**Texto dado:**

>>>>

En este caso, el cuerpo de un inmigrante rumano que, como acto extremo de protesta ante los organismos públicos que habían despachado sus peticiones de ayuda económica para regresar a su país, enviándolo los unos a los otros, prendía fuego a su propio cuerpo frente a la Subdelegación del Gobierno en Castellón.
El visionado de tan sobrecogedoras imágenes desata, en cualquier persona con un mínimo de sensibilidad, un torbellino de sensaciones, ninguna de ellas agradable, e, inevitablemente, nos lleva a preguntarnos cuán elevado no sería el grado de frustración de este señor para llegar al punto de prenderse fuego a sí mismo, pero, también, a reflexionar acerca de ese drama humano constante que es la inmigración.
Aunque Rumania forma parte de la UE y, por tanto, sus ciudadanos pueden circular libremente por los países de la Unión, la situación laboral y las condiciones de vida de la práctica totalidad de los inmigrantes rumanos en España no es distinta de la de los inmigrantes que proceden de países no integrados en la UE.
Lo acontecido el pasado martes es una muestra, quizá más llamativa, pero no por ello más terrible (aunque tampoco menos), de lo que, de un tiempo a esta parte, podemos contemplar casi a diario. Una muestra más de las tragedias que tienen como tristes protagonistas a inmigrantes. Una muestra más que viene a reforzar las tesis que defienden la necesidad de regular la inmigración, de que ésta esté sometida a un control y de que los inmigrantes lleguen con un contrato laboral, por el bien, sobretodo, de esas personas, que son estafadas por las mafias, que entregan todo lo que tienen a cambio de una promesa de un puesto de trabajo que les permita ayudar a sus familias a salir de la pobreza para, juntos, poder alcanzar una vida mejor; y que comprueban, cuando llegan al paraíso prometido, que éste no es tal.

<<<<

**Tareas a realizar:**
1. Responda, según el texto dado:
(a) ¿Frente a qué sede se prendió fuego el inmigrante rumano?
(b) ¿Qué pueden hacer los ciudadanos rumanos por formar parte Rumania de la UE?
(c) ¿Qué día ocurrió lo acontecido?
2. Cite literalmente el fragmento del texto dado que comienza en "El visionado de" y termina en "es la inmigración.".
3. Traduzca al inglés esta oración del texto dado: «Aunque Rumania forma parte de la UE y, por tanto, sus ciudadanos pueden circular libremente por los países de la Unión, la situación laboral y las condiciones de vida de la práctica totalidad de los inmigrantes rumanos en España no es distinta de la de los inmigrantes que proceden de países no integrados en la UE.»

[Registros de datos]
>>>>

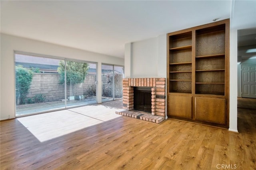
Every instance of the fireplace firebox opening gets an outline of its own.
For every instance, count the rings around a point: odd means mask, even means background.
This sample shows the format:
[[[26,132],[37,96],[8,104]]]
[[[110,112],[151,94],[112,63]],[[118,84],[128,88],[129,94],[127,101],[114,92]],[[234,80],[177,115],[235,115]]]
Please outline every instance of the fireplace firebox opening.
[[[151,112],[151,88],[134,87],[134,110]]]

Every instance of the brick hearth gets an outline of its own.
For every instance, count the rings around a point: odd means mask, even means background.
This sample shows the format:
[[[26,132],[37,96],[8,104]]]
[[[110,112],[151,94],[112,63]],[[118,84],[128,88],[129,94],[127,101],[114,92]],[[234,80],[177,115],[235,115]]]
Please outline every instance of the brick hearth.
[[[123,109],[133,110],[134,87],[151,87],[151,114],[165,117],[165,78],[123,79]]]

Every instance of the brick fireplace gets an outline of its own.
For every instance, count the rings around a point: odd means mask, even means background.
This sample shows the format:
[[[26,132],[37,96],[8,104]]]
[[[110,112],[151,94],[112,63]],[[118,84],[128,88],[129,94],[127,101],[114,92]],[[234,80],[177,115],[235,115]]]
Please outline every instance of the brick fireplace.
[[[151,115],[165,116],[166,78],[142,78],[123,79],[123,109],[134,109],[134,87],[150,87]]]

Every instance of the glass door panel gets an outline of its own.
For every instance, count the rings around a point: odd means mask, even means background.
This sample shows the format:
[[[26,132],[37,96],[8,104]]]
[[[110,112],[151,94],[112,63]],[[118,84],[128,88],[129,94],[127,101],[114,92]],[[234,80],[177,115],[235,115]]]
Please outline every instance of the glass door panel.
[[[96,103],[96,64],[67,60],[66,68],[67,107]]]
[[[114,66],[115,74],[114,91],[115,100],[123,98],[123,78],[124,78],[124,67]]]
[[[15,54],[16,116],[65,108],[57,69],[64,60]]]
[[[102,101],[104,102],[112,101],[113,66],[101,65],[101,79],[102,81]]]

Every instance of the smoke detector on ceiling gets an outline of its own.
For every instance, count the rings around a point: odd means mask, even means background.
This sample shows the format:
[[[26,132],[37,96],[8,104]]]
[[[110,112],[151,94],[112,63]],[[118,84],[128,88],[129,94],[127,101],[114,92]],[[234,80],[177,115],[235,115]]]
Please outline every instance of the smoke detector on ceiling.
[[[216,21],[217,20],[219,20],[219,19],[220,19],[219,18],[216,18],[214,19],[213,20],[212,20],[212,21]]]

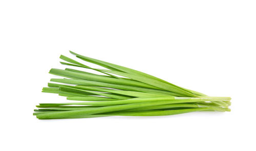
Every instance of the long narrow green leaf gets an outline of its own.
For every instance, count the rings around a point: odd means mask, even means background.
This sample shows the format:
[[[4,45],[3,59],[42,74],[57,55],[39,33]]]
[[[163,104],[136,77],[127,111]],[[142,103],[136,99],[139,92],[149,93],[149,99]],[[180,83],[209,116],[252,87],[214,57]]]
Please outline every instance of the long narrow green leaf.
[[[177,88],[179,88],[181,90],[183,90],[184,91],[189,92],[190,93],[194,94],[196,95],[200,96],[201,95],[203,95],[203,96],[205,96],[204,94],[203,94],[202,93],[199,93],[199,92],[197,92],[196,91],[191,91],[191,90],[188,90],[188,89],[184,89],[182,87],[178,87],[178,86],[176,85],[173,83],[169,83],[167,81],[163,80],[161,79],[158,78],[157,77],[156,77],[155,76],[153,76],[152,75],[147,74],[146,73],[143,73],[143,72],[142,72],[140,71],[137,71],[135,70],[133,70],[133,69],[128,68],[126,67],[122,67],[121,66],[111,63],[107,62],[105,61],[103,61],[99,60],[98,59],[93,59],[93,58],[90,58],[88,57],[86,57],[86,56],[84,56],[83,55],[78,54],[75,53],[74,53],[72,51],[70,51],[70,52],[71,54],[76,55],[78,58],[79,58],[81,59],[82,59],[82,60],[86,61],[88,61],[88,62],[91,62],[93,63],[95,63],[95,64],[99,65],[100,66],[105,67],[107,69],[110,69],[112,71],[123,72],[125,72],[125,73],[130,73],[130,74],[133,74],[134,75],[140,76],[143,77],[147,77],[147,78],[152,79],[154,79],[155,80],[165,83],[166,84],[167,84],[168,85],[176,87]]]
[[[155,90],[152,89],[147,89],[138,87],[133,87],[129,85],[119,85],[110,84],[108,83],[104,83],[101,82],[97,82],[93,81],[89,81],[81,79],[51,79],[51,81],[63,83],[78,84],[80,85],[89,85],[89,86],[95,86],[105,88],[110,88],[117,89],[122,90],[128,90],[133,91],[138,91],[142,92],[150,92],[155,94],[164,94],[170,96],[185,96],[184,95],[178,94],[177,93],[159,90]]]
[[[150,89],[159,89],[159,88],[157,88],[155,87],[152,86],[151,85],[143,83],[140,82],[127,80],[125,79],[115,79],[106,77],[103,77],[101,76],[82,74],[61,69],[52,69],[50,71],[49,73],[54,75],[61,75],[63,77],[72,77],[72,78],[78,78],[79,79],[85,80],[99,81],[112,84],[118,84],[121,85],[136,86]]]

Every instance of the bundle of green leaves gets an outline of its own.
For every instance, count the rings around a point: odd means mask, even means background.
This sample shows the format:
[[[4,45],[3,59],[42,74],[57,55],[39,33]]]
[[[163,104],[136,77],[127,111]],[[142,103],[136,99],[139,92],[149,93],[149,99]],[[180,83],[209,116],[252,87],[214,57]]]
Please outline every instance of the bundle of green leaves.
[[[33,114],[39,119],[230,111],[230,97],[207,96],[138,71],[70,53],[105,69],[91,68],[61,55],[60,58],[66,61],[61,64],[94,70],[99,74],[70,68],[51,69],[49,73],[65,78],[51,79],[55,83],[48,83],[49,87],[44,88],[42,92],[78,102],[40,103]]]

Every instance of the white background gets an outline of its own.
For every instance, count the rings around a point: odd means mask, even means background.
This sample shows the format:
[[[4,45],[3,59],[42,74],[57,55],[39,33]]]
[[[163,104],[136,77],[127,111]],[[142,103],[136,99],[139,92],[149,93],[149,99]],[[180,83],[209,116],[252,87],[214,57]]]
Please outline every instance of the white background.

<<<<

**Respuestas del ejercicio:**
1.
(a) Frente a la Subdelegación del Gobierno en Castellón.
(b) Circular libremente por los países de la Unión.
(c) El pasado martes.

2.
El visionado de tan sobrecogedoras imágenes desata, en cualquier persona con un mínimo de sensibilidad, un torbellino de sensaciones, ninguna de ellas agradable, e, inevitablemente, nos lleva a preguntarnos cuán elevado no sería el grado de frustración de este señor para llegar al punto de prenderse fuego a sí mismo, pero, también, a reflexionar acerca de ese drama humano constante que es la inmigración.

3. Although Romania is part of the EU and, therefore, its citizens can move freely through the countries of the Union, the employment situation and living conditions of virtually all Romanian immigrants in Spain are no different from those of immigrants who come from countries not integrated into the EU.